**PROBLEM**
Please output each line of the material below as a JSON list of strings, one string per line, with blank lines omitted. Leave the pictures out of your answer.

[Rows taken from a dataset]

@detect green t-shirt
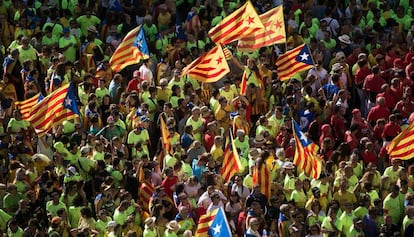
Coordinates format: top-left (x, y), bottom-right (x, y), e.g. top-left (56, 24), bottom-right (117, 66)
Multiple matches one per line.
top-left (46, 201), bottom-right (67, 217)
top-left (7, 118), bottom-right (30, 133)
top-left (59, 35), bottom-right (77, 62)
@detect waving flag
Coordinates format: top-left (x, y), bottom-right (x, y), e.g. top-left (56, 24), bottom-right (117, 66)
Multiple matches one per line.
top-left (195, 207), bottom-right (232, 237)
top-left (276, 44), bottom-right (313, 81)
top-left (14, 93), bottom-right (43, 120)
top-left (238, 5), bottom-right (286, 52)
top-left (28, 83), bottom-right (79, 135)
top-left (208, 1), bottom-right (264, 45)
top-left (109, 26), bottom-right (149, 72)
top-left (181, 45), bottom-right (230, 82)
top-left (387, 123), bottom-right (414, 160)
top-left (253, 162), bottom-right (271, 199)
top-left (292, 120), bottom-right (322, 179)
top-left (221, 130), bottom-right (242, 182)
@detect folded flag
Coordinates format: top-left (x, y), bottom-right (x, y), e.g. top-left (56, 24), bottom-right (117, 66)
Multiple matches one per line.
top-left (109, 26), bottom-right (149, 72)
top-left (195, 207), bottom-right (232, 237)
top-left (237, 5), bottom-right (286, 52)
top-left (208, 1), bottom-right (264, 45)
top-left (181, 44), bottom-right (230, 82)
top-left (276, 44), bottom-right (313, 81)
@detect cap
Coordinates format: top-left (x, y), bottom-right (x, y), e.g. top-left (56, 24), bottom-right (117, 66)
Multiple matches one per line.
top-left (87, 25), bottom-right (98, 34)
top-left (68, 166), bottom-right (76, 174)
top-left (283, 161), bottom-right (295, 170)
top-left (133, 70), bottom-right (140, 77)
top-left (106, 116), bottom-right (115, 123)
top-left (80, 146), bottom-right (89, 155)
top-left (332, 63), bottom-right (344, 71)
top-left (50, 216), bottom-right (61, 225)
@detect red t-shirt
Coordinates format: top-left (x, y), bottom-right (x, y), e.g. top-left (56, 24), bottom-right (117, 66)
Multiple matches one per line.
top-left (367, 105), bottom-right (390, 123)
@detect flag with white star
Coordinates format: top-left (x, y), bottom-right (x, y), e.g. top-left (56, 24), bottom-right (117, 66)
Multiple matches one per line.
top-left (109, 26), bottom-right (150, 72)
top-left (276, 44), bottom-right (314, 81)
top-left (181, 45), bottom-right (230, 82)
top-left (208, 1), bottom-right (264, 45)
top-left (292, 120), bottom-right (322, 179)
top-left (28, 83), bottom-right (79, 136)
top-left (237, 5), bottom-right (286, 52)
top-left (195, 207), bottom-right (232, 237)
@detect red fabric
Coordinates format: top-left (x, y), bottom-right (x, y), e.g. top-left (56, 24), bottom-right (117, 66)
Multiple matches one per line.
top-left (355, 67), bottom-right (371, 85)
top-left (331, 114), bottom-right (346, 142)
top-left (127, 79), bottom-right (139, 92)
top-left (362, 151), bottom-right (377, 165)
top-left (161, 176), bottom-right (178, 200)
top-left (345, 130), bottom-right (358, 151)
top-left (377, 92), bottom-right (397, 109)
top-left (394, 100), bottom-right (414, 118)
top-left (368, 105), bottom-right (390, 123)
top-left (382, 122), bottom-right (401, 141)
top-left (363, 74), bottom-right (387, 93)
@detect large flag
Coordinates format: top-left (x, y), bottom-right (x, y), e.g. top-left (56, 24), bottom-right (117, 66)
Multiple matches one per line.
top-left (14, 93), bottom-right (43, 120)
top-left (276, 44), bottom-right (313, 81)
top-left (238, 5), bottom-right (286, 52)
top-left (195, 207), bottom-right (232, 237)
top-left (28, 83), bottom-right (79, 135)
top-left (208, 1), bottom-right (264, 45)
top-left (109, 26), bottom-right (149, 72)
top-left (292, 120), bottom-right (322, 179)
top-left (221, 130), bottom-right (242, 182)
top-left (253, 159), bottom-right (271, 199)
top-left (387, 123), bottom-right (414, 160)
top-left (181, 44), bottom-right (230, 82)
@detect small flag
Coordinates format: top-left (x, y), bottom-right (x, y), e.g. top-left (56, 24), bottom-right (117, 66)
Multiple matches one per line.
top-left (28, 83), bottom-right (79, 135)
top-left (253, 158), bottom-right (271, 199)
top-left (208, 1), bottom-right (264, 45)
top-left (387, 123), bottom-right (414, 160)
top-left (238, 5), bottom-right (286, 52)
top-left (223, 47), bottom-right (233, 60)
top-left (195, 207), bottom-right (232, 237)
top-left (109, 26), bottom-right (149, 72)
top-left (221, 130), bottom-right (242, 182)
top-left (276, 44), bottom-right (313, 81)
top-left (14, 93), bottom-right (43, 120)
top-left (181, 45), bottom-right (230, 82)
top-left (292, 120), bottom-right (322, 179)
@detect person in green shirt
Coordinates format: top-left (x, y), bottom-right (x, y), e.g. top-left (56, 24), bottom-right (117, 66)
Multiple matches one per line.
top-left (59, 28), bottom-right (78, 62)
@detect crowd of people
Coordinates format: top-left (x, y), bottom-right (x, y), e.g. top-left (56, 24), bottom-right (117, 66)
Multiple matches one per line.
top-left (0, 0), bottom-right (414, 237)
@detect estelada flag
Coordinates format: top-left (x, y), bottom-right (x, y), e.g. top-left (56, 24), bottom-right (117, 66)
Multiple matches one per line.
top-left (181, 44), bottom-right (230, 82)
top-left (238, 5), bottom-right (286, 52)
top-left (208, 1), bottom-right (264, 45)
top-left (387, 123), bottom-right (414, 160)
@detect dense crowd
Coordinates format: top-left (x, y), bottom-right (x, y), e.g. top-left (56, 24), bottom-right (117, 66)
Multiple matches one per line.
top-left (0, 0), bottom-right (414, 237)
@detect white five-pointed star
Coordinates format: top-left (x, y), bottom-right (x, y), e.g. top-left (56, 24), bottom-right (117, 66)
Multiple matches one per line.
top-left (299, 52), bottom-right (309, 61)
top-left (65, 98), bottom-right (72, 106)
top-left (300, 132), bottom-right (308, 143)
top-left (213, 224), bottom-right (221, 235)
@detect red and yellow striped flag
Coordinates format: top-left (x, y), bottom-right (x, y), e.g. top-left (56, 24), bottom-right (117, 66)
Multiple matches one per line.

**THE RESPONSE**
[
  "@detect green t-shirt",
  "Coordinates format: top-left (x, y), bottom-right (x, y), e.g. top-left (56, 24), bottom-right (117, 66)",
  "Multiple matches one per line.",
  "top-left (46, 201), bottom-right (67, 217)",
  "top-left (7, 118), bottom-right (30, 133)",
  "top-left (59, 35), bottom-right (77, 62)",
  "@detect waving flag",
  "Coordinates format: top-left (x, y), bottom-right (x, y), e.g. top-left (56, 24), bottom-right (117, 66)",
  "Multiple matches one per line.",
  "top-left (195, 207), bottom-right (232, 237)",
  "top-left (276, 44), bottom-right (313, 81)",
  "top-left (14, 93), bottom-right (43, 120)",
  "top-left (238, 5), bottom-right (286, 52)",
  "top-left (28, 83), bottom-right (79, 135)",
  "top-left (208, 1), bottom-right (264, 45)",
  "top-left (109, 26), bottom-right (149, 72)",
  "top-left (181, 45), bottom-right (230, 82)",
  "top-left (387, 123), bottom-right (414, 160)",
  "top-left (253, 162), bottom-right (271, 199)",
  "top-left (292, 120), bottom-right (322, 179)",
  "top-left (221, 130), bottom-right (242, 182)",
  "@detect folded flag",
  "Coordinates format: top-left (x, y), bottom-right (x, y), e.g. top-left (56, 24), bottom-right (117, 66)",
  "Multiple matches one per line.",
  "top-left (109, 26), bottom-right (149, 72)",
  "top-left (195, 207), bottom-right (232, 237)",
  "top-left (237, 5), bottom-right (286, 52)",
  "top-left (208, 1), bottom-right (264, 45)",
  "top-left (181, 44), bottom-right (230, 82)",
  "top-left (276, 44), bottom-right (313, 81)",
  "@detect cap",
  "Coordinates format: top-left (x, y), bottom-right (x, y), e.g. top-left (56, 24), bottom-right (117, 66)",
  "Multiple matches one per line.",
  "top-left (87, 25), bottom-right (98, 34)",
  "top-left (68, 166), bottom-right (76, 174)",
  "top-left (283, 161), bottom-right (295, 170)",
  "top-left (133, 70), bottom-right (140, 77)",
  "top-left (106, 116), bottom-right (115, 123)",
  "top-left (80, 146), bottom-right (89, 155)",
  "top-left (332, 63), bottom-right (344, 71)",
  "top-left (50, 216), bottom-right (61, 225)",
  "@detect red t-shirt",
  "Coordinates format: top-left (x, y), bottom-right (x, y), e.g. top-left (56, 24), bottom-right (117, 66)",
  "Multiple matches one per line.",
  "top-left (367, 105), bottom-right (390, 123)",
  "@detect flag with white star",
  "Coordinates format: top-left (x, y), bottom-right (x, y), e.g. top-left (56, 24), bottom-right (117, 66)",
  "Multiple matches one per line.",
  "top-left (109, 26), bottom-right (150, 72)",
  "top-left (276, 44), bottom-right (314, 81)",
  "top-left (181, 45), bottom-right (230, 82)",
  "top-left (208, 1), bottom-right (264, 45)",
  "top-left (292, 120), bottom-right (322, 179)",
  "top-left (28, 83), bottom-right (79, 136)",
  "top-left (237, 5), bottom-right (286, 52)",
  "top-left (195, 207), bottom-right (232, 237)",
  "@detect red fabric",
  "Coordinates format: top-left (x, y), bottom-right (x, y), e.g. top-left (56, 24), bottom-right (117, 66)",
  "Multiple matches one per line.",
  "top-left (355, 67), bottom-right (371, 85)",
  "top-left (331, 114), bottom-right (346, 142)",
  "top-left (127, 79), bottom-right (139, 92)",
  "top-left (362, 151), bottom-right (377, 165)",
  "top-left (161, 176), bottom-right (178, 200)",
  "top-left (345, 130), bottom-right (358, 151)",
  "top-left (377, 92), bottom-right (397, 109)",
  "top-left (394, 100), bottom-right (414, 118)",
  "top-left (368, 105), bottom-right (390, 123)",
  "top-left (382, 122), bottom-right (401, 141)",
  "top-left (363, 74), bottom-right (387, 93)",
  "@detect large flag",
  "Coordinates format: top-left (x, y), bottom-right (x, y), e.g. top-left (56, 24), bottom-right (117, 66)",
  "Multiple matches one per line.",
  "top-left (14, 93), bottom-right (43, 120)",
  "top-left (276, 44), bottom-right (313, 81)",
  "top-left (238, 5), bottom-right (286, 52)",
  "top-left (195, 207), bottom-right (232, 237)",
  "top-left (28, 83), bottom-right (79, 135)",
  "top-left (208, 1), bottom-right (264, 45)",
  "top-left (109, 26), bottom-right (149, 72)",
  "top-left (292, 120), bottom-right (322, 179)",
  "top-left (221, 130), bottom-right (242, 182)",
  "top-left (253, 159), bottom-right (271, 199)",
  "top-left (387, 123), bottom-right (414, 160)",
  "top-left (181, 44), bottom-right (230, 82)",
  "@detect small flag",
  "Coordinates format: top-left (x, y), bottom-right (x, y), e.g. top-left (56, 24), bottom-right (117, 66)",
  "Multiple matches one per line.",
  "top-left (28, 83), bottom-right (79, 135)",
  "top-left (253, 158), bottom-right (271, 199)",
  "top-left (208, 1), bottom-right (264, 45)",
  "top-left (387, 123), bottom-right (414, 160)",
  "top-left (238, 5), bottom-right (286, 52)",
  "top-left (223, 47), bottom-right (233, 60)",
  "top-left (195, 207), bottom-right (232, 237)",
  "top-left (109, 26), bottom-right (149, 72)",
  "top-left (221, 130), bottom-right (242, 182)",
  "top-left (276, 44), bottom-right (313, 81)",
  "top-left (14, 93), bottom-right (43, 120)",
  "top-left (181, 45), bottom-right (230, 82)",
  "top-left (292, 120), bottom-right (322, 179)",
  "@detect person in green shirt",
  "Coordinates format: top-left (x, y), bottom-right (x, y), e.g. top-left (56, 24), bottom-right (117, 66)",
  "Multiple matches one per line.",
  "top-left (59, 28), bottom-right (78, 62)",
  "@detect crowd of people",
  "Coordinates format: top-left (x, y), bottom-right (x, y), e.g. top-left (56, 24), bottom-right (117, 66)",
  "Multiple matches one per line.",
  "top-left (0, 0), bottom-right (414, 237)",
  "@detect estelada flag",
  "Coordinates format: top-left (x, y), bottom-right (x, y), e.g. top-left (56, 24), bottom-right (117, 66)",
  "Multiple matches one per line.",
  "top-left (181, 44), bottom-right (230, 82)",
  "top-left (238, 5), bottom-right (286, 52)",
  "top-left (208, 1), bottom-right (264, 45)",
  "top-left (387, 123), bottom-right (414, 160)",
  "@detect dense crowd",
  "Coordinates format: top-left (x, y), bottom-right (x, y), e.g. top-left (56, 24), bottom-right (117, 66)",
  "Multiple matches one per line.",
  "top-left (0, 0), bottom-right (414, 237)",
  "@detect white five-pointed star",
  "Coordinates format: top-left (x, y), bottom-right (x, y), e.g. top-left (56, 24), bottom-right (117, 66)",
  "Multiple matches one per line.",
  "top-left (299, 52), bottom-right (309, 61)",
  "top-left (65, 98), bottom-right (72, 106)",
  "top-left (300, 132), bottom-right (308, 143)",
  "top-left (213, 224), bottom-right (221, 235)",
  "@detect red and yellow striped flag",
  "Coordinates format: top-left (x, y), bottom-right (x, y), e.g. top-left (56, 24), bottom-right (117, 66)",
  "Multiple matches one per line."
]